Spatial annotation records
####

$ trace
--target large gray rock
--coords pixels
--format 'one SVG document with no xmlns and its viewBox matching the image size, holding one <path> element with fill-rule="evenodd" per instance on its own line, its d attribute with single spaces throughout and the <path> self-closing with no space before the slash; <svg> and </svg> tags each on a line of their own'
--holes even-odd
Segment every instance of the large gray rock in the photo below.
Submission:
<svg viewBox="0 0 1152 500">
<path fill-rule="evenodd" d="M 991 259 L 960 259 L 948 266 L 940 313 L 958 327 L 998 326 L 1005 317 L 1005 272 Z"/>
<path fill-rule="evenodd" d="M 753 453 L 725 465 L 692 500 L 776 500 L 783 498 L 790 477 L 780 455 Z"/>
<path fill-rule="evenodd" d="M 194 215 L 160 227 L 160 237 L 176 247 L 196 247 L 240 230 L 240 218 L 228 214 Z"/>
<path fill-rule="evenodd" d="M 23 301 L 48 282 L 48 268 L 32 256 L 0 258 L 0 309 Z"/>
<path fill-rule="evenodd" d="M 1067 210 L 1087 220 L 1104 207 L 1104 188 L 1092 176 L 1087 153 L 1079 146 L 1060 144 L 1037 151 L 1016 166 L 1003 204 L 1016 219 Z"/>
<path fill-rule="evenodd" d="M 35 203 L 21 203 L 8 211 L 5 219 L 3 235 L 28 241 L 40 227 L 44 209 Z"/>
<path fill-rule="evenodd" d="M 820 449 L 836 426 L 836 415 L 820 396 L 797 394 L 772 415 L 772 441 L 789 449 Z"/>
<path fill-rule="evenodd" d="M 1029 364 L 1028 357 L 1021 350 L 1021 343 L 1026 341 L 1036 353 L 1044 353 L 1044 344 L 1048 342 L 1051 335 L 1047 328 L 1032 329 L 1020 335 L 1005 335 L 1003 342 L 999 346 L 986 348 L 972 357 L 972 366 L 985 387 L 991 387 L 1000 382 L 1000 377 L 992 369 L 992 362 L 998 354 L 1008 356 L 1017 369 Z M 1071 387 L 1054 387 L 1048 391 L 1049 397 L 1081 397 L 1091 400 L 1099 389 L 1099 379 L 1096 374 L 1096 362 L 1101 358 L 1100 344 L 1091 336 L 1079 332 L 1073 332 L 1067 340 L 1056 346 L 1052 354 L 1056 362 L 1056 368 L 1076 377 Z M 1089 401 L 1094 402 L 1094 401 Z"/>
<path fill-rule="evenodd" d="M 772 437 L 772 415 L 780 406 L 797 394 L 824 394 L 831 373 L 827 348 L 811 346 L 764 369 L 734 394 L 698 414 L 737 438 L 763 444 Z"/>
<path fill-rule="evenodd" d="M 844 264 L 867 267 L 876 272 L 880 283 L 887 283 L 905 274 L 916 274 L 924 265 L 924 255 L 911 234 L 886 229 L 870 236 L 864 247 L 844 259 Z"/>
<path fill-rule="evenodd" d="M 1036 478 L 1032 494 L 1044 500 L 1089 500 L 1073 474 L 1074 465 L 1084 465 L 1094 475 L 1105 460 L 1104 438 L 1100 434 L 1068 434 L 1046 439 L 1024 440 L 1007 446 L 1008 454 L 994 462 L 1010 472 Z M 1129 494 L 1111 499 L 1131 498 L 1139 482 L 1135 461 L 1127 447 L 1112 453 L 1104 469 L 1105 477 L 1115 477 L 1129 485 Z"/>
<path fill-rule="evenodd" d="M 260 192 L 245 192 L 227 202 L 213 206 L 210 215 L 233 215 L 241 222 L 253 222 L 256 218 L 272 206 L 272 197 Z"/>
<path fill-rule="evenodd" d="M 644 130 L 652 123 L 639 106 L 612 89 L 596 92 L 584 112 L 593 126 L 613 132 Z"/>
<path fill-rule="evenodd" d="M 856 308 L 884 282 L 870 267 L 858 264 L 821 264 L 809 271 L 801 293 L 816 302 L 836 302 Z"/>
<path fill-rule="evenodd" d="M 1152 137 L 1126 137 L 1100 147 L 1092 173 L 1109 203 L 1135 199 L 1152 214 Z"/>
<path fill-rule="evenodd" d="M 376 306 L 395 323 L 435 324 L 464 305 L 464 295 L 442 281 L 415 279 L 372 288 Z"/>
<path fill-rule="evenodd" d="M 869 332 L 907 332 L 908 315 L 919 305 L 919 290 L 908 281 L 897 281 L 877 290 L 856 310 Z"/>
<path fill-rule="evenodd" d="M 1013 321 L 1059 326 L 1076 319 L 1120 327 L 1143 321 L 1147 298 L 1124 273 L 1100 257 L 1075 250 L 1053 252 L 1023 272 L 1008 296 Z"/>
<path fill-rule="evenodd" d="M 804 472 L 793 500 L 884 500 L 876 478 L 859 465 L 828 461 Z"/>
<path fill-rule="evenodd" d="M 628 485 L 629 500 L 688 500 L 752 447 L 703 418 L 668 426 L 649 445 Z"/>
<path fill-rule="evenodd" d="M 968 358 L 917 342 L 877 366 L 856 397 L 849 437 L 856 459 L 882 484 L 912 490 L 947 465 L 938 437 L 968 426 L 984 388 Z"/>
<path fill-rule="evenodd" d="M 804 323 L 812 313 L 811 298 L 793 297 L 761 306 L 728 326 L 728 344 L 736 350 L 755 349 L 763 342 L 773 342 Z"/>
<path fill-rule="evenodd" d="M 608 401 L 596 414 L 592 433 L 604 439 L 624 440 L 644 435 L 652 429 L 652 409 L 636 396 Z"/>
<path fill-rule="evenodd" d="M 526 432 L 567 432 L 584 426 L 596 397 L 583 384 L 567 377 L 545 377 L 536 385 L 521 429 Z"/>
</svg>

####

STATED EXERCISE ->
Copy out, character for character, the part of the items that opens with their first line and closes with the line containing "820 449 L 836", including both of those lines.

TASK RESULT ->
$ trace
--target large gray rock
--coords pixels
--format 'one SVG document with no xmlns and its viewBox matching the image size, holding one <path> element with fill-rule="evenodd" per instance on its own line, its d attribute with single spaces throughout and the <path> self-closing with no space before the slash; <svg> and </svg> tags each on a line of their own'
--holes even-odd
Segment every instance of the large gray rock in the photo below.
Submission:
<svg viewBox="0 0 1152 500">
<path fill-rule="evenodd" d="M 991 259 L 960 259 L 948 266 L 940 313 L 958 327 L 998 326 L 1005 317 L 1005 272 Z"/>
<path fill-rule="evenodd" d="M 753 453 L 725 465 L 692 500 L 776 500 L 783 498 L 790 477 L 780 455 Z"/>
<path fill-rule="evenodd" d="M 194 215 L 160 227 L 160 237 L 176 247 L 196 247 L 240 230 L 240 218 L 228 214 Z"/>
<path fill-rule="evenodd" d="M 23 301 L 48 282 L 48 268 L 32 256 L 0 258 L 0 309 Z"/>
<path fill-rule="evenodd" d="M 1067 210 L 1087 220 L 1104 207 L 1104 188 L 1092 176 L 1087 153 L 1079 146 L 1060 144 L 1037 151 L 1016 166 L 1003 204 L 1016 219 Z"/>
<path fill-rule="evenodd" d="M 35 203 L 21 203 L 8 211 L 5 219 L 3 235 L 28 241 L 40 227 L 44 209 Z"/>
<path fill-rule="evenodd" d="M 820 449 L 836 426 L 836 415 L 820 396 L 797 394 L 772 415 L 772 441 L 789 449 Z"/>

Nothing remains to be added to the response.